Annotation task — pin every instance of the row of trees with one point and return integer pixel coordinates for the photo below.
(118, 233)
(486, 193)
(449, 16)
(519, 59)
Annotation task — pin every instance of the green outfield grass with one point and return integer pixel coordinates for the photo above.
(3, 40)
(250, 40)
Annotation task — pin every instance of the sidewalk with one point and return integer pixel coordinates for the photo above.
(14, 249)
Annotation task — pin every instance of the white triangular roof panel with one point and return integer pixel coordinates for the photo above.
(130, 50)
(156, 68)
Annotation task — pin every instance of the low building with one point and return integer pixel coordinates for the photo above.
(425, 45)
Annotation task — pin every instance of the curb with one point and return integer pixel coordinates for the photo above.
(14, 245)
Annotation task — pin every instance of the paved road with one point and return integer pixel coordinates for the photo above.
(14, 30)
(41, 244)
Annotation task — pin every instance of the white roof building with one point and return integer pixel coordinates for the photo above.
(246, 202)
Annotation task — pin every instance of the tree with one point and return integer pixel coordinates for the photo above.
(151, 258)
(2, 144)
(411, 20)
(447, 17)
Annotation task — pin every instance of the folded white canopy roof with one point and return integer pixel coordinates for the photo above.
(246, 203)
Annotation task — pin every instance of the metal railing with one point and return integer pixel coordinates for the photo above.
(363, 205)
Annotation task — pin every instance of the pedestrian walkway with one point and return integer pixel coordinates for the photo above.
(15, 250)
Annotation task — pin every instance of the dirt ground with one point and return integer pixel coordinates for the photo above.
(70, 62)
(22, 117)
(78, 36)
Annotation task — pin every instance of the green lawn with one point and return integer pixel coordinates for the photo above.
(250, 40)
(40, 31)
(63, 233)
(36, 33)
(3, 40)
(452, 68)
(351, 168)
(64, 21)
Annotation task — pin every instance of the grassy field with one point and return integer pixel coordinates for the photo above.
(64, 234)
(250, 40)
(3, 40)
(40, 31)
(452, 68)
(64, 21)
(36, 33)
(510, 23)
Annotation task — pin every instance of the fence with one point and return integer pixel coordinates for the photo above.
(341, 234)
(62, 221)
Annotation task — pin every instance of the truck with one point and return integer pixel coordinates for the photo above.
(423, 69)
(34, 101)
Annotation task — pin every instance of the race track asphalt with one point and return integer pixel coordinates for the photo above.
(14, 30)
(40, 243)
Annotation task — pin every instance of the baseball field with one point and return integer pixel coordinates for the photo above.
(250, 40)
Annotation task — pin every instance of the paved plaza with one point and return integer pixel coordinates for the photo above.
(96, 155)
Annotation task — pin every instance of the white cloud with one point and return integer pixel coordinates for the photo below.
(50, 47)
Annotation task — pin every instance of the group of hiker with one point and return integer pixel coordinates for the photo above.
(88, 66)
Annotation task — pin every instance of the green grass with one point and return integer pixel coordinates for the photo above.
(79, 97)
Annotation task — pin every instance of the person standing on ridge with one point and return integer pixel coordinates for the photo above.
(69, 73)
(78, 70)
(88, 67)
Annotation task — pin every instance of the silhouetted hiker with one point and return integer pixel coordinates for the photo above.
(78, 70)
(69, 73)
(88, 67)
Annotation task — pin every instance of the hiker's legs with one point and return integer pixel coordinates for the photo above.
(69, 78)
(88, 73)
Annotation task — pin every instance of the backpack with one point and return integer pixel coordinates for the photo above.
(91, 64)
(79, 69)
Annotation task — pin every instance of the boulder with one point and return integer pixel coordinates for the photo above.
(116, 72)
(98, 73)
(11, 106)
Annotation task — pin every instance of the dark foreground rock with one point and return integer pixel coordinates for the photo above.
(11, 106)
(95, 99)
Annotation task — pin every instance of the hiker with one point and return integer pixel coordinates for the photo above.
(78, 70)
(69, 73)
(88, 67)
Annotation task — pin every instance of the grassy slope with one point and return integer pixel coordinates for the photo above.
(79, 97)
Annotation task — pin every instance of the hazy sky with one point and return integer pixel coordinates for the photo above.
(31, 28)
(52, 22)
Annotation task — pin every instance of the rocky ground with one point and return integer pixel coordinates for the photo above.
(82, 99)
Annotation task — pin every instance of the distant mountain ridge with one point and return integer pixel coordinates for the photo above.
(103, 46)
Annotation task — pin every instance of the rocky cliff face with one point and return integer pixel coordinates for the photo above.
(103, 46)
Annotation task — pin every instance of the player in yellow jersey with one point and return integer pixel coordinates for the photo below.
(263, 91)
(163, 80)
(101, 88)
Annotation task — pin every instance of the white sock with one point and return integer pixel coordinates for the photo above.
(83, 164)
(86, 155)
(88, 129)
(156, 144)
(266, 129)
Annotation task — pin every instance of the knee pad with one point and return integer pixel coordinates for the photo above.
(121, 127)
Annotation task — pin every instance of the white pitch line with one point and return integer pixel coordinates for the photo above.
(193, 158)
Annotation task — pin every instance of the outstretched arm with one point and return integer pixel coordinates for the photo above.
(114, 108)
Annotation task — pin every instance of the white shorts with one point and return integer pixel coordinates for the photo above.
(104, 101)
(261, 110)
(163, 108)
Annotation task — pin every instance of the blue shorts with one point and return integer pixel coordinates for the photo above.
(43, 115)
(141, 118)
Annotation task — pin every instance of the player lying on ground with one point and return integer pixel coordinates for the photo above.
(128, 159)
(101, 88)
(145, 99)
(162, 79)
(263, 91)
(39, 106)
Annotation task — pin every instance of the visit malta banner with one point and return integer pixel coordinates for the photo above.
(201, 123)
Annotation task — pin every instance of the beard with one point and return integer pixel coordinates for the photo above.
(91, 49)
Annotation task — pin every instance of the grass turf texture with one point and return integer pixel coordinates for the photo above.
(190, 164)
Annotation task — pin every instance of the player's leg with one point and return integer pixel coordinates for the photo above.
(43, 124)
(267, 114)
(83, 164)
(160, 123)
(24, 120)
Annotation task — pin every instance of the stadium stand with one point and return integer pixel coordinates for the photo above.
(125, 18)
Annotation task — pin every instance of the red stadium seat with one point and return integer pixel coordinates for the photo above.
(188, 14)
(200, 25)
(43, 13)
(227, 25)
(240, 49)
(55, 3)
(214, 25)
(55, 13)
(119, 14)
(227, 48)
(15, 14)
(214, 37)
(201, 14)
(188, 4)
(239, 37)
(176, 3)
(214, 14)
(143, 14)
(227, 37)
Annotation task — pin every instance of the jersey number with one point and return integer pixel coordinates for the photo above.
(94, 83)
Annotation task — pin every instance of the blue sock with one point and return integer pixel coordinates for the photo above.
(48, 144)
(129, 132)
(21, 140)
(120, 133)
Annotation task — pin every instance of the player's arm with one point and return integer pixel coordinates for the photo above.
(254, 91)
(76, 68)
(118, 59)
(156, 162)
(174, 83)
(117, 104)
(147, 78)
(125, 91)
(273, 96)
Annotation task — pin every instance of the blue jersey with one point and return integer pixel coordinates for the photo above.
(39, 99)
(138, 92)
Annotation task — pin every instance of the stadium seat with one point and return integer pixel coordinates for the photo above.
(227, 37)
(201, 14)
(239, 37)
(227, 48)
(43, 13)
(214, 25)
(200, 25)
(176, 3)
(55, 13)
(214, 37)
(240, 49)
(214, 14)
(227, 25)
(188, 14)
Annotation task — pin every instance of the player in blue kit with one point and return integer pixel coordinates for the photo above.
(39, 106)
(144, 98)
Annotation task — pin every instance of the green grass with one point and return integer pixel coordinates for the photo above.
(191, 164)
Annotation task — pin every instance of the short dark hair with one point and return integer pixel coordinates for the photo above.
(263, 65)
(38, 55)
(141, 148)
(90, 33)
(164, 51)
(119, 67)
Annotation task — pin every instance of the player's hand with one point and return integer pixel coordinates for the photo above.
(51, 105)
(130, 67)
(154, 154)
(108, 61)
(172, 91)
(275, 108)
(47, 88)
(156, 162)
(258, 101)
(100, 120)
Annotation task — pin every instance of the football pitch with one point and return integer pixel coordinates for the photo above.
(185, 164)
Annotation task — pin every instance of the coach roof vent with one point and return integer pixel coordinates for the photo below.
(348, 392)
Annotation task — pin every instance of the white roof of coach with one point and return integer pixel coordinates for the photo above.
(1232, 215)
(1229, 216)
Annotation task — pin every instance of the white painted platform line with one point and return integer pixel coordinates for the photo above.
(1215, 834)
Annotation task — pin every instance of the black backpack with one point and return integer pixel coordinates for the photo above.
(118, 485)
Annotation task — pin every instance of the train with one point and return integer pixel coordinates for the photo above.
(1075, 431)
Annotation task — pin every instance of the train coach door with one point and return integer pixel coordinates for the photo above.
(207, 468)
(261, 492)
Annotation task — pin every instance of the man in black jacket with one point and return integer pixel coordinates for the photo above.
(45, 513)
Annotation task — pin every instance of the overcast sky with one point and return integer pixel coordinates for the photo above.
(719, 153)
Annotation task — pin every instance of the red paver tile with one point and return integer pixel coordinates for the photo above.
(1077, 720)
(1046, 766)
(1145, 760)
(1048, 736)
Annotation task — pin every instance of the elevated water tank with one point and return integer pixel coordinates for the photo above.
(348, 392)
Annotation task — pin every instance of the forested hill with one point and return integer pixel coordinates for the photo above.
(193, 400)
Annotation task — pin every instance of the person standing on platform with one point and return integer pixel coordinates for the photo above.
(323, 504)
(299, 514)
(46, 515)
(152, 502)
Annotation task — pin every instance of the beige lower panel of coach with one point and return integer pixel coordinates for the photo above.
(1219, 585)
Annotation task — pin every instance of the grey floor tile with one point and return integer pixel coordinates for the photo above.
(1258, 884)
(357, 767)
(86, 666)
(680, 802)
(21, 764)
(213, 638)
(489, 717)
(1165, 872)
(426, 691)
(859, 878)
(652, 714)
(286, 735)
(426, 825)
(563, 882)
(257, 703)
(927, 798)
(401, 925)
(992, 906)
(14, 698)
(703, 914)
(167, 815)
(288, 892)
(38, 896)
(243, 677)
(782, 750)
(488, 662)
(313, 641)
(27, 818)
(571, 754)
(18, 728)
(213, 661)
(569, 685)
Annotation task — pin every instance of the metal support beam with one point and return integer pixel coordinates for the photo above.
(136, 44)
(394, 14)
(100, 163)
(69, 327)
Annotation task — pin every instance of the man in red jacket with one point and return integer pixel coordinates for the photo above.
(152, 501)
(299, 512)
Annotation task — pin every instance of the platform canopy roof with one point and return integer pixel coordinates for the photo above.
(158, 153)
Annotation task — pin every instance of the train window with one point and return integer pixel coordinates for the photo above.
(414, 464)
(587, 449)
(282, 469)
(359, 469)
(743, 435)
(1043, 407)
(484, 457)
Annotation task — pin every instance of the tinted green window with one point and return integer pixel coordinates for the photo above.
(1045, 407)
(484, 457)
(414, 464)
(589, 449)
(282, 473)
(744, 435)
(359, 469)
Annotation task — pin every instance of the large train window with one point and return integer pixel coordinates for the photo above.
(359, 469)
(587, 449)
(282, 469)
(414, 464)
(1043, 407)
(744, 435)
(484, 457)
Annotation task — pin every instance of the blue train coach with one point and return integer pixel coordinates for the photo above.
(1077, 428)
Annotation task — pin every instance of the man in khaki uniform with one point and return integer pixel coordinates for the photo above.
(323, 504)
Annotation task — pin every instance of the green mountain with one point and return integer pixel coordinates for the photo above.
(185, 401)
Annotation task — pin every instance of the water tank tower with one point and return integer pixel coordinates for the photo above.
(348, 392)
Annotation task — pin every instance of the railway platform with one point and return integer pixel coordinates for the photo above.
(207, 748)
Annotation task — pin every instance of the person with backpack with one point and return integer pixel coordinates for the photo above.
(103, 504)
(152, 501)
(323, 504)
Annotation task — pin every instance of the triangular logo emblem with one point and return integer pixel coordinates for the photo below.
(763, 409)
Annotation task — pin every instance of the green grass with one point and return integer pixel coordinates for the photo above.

INSTRUCTION. Leave out every line before the one containing "Annotation task — pin every instance of the large"; set down that line and all remaining lines of the material exactly.

RESULT.
Annotation task — pin every instance of the large train window with one point and return integer pixel coordinates for the photo above.
(359, 469)
(587, 449)
(282, 469)
(414, 464)
(1043, 407)
(744, 435)
(484, 457)
Annotation task — pin every instance of the blue train coach with one point and return integer pixel coordinates for the photo above.
(1077, 428)
Annotation task — pin every instance of the man in khaki uniform with one point and return integer pixel coordinates for the photo above.
(323, 504)
Annotation task — pin every instance of the green mountain with one point and return integer pixel coordinates for the photo above.
(185, 401)
Annotation task — pin every instance of the water tank tower with one point and return integer pixel coordinates for the photo above.
(348, 392)
Annotation task — pin every instance of the railway platform with one point and return integer pixel coordinates for the photo above.
(207, 748)
Annotation task — pin every instance of the person with backpack with one point and return integer pixel coordinates for the photo above.
(103, 504)
(152, 501)
(323, 504)
Annotation task — pin every instance of the triangular logo emblem with one point and return integer pixel coordinates for the photo below.
(763, 409)
Annotation task — pin every instance of the green grass with one point and return integer pixel coordinates for the photo above.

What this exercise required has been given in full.